● **Raw data**

···

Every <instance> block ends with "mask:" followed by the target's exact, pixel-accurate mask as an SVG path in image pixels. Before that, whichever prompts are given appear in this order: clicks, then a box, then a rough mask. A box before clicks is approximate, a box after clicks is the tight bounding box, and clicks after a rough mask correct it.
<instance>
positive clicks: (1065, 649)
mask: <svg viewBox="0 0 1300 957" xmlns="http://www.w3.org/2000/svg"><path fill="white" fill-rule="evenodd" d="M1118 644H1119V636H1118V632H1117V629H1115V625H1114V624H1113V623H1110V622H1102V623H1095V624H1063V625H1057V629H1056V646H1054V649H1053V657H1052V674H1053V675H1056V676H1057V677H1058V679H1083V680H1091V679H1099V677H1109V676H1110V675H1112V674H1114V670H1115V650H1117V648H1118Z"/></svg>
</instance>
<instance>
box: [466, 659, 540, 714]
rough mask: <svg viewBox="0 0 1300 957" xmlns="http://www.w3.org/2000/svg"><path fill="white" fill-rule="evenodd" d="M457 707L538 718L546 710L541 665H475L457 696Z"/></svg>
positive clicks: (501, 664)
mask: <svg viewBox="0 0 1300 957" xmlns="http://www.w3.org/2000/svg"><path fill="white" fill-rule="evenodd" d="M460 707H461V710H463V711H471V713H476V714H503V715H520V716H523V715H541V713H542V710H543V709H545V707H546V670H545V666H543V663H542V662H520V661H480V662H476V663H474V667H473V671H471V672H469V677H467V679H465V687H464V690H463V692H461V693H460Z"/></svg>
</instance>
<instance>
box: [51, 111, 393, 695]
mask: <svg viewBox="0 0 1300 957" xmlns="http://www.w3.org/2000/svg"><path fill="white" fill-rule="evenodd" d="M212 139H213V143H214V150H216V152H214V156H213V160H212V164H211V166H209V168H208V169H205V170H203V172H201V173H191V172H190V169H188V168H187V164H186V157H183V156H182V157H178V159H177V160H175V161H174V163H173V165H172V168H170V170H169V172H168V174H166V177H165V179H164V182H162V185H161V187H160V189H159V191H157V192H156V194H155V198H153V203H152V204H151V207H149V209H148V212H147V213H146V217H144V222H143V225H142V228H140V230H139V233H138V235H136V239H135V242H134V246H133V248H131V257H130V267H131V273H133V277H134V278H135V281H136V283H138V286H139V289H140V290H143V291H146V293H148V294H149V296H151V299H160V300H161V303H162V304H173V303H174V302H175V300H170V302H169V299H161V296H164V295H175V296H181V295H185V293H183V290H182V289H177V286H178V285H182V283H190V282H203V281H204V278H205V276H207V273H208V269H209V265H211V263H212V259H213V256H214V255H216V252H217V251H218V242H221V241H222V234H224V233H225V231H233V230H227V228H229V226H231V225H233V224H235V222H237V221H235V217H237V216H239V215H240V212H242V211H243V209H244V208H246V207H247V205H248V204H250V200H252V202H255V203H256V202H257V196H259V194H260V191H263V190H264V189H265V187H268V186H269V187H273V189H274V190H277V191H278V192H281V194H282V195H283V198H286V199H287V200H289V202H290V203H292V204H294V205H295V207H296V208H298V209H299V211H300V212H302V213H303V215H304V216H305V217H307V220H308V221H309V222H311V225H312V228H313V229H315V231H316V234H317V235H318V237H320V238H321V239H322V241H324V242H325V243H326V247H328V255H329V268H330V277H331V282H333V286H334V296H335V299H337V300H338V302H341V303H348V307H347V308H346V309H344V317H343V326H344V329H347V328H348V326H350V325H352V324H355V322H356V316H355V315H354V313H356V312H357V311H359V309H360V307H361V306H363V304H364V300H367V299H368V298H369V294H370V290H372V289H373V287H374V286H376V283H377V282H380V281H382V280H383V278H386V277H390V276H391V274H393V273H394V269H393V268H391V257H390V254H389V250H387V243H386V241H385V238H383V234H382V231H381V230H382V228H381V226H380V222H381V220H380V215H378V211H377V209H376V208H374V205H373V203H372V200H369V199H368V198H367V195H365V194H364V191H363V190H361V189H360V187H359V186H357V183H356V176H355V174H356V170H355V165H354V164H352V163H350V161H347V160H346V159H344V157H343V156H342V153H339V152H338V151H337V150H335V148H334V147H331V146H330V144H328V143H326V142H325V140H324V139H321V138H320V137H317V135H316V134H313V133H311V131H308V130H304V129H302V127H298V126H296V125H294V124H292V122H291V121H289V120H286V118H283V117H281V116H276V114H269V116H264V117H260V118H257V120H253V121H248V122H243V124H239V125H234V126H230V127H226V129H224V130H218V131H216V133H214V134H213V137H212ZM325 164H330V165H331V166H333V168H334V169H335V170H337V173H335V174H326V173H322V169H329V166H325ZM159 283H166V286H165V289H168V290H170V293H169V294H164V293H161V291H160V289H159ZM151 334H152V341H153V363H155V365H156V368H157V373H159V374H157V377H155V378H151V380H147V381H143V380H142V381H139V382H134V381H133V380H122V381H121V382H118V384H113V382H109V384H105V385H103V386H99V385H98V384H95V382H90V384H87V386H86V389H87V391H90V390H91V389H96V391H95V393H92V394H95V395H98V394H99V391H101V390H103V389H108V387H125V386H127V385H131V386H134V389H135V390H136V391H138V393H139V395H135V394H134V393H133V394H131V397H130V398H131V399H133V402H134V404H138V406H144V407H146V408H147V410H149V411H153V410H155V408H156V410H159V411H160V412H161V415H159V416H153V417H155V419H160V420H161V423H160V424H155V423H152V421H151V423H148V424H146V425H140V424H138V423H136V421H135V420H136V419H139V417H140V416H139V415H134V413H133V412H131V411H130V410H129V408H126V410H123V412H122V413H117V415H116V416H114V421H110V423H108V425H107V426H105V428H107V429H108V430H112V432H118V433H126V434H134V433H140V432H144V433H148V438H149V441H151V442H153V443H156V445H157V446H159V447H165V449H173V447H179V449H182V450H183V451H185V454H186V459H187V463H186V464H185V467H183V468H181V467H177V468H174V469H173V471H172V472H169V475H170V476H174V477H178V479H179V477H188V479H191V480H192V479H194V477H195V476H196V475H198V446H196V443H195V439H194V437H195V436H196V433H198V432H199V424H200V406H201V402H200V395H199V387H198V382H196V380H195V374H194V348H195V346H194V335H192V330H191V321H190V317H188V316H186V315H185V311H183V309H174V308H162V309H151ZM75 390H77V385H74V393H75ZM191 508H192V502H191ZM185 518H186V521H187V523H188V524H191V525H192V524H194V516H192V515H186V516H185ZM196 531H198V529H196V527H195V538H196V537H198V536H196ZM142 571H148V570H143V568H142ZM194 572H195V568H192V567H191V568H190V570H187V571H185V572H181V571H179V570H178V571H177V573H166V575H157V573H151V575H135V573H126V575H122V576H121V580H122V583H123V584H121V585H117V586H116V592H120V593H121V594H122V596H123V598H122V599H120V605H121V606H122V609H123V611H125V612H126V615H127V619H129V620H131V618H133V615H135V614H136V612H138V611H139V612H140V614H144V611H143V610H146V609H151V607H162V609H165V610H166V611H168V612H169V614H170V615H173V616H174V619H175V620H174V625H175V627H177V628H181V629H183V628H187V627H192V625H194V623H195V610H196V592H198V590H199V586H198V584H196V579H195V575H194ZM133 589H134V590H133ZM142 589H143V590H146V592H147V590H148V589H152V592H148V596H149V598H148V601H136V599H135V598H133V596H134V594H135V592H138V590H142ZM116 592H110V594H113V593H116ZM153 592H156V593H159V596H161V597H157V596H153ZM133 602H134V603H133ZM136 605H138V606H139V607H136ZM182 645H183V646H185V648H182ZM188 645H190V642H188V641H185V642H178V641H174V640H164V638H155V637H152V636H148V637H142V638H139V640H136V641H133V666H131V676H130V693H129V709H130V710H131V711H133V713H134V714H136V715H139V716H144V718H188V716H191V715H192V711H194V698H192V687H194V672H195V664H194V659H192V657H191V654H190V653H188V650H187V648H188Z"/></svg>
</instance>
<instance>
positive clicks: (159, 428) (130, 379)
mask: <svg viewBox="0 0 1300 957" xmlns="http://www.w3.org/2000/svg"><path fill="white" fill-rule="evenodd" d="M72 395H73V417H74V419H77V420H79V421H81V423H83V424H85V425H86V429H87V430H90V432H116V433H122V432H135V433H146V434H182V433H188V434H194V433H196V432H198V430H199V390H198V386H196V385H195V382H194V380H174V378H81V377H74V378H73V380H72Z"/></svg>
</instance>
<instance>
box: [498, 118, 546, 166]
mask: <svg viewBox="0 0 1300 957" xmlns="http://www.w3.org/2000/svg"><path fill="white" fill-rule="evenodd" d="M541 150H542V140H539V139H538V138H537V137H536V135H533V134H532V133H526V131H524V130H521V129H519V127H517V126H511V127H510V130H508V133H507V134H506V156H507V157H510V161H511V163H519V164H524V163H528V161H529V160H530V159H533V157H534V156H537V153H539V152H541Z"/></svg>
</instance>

···

Each line above with the string "positive" should be reported in full.

● **Result for this exercise**
positive clicks: (1065, 649)
positive clicks: (501, 664)
positive clicks: (159, 428) (130, 379)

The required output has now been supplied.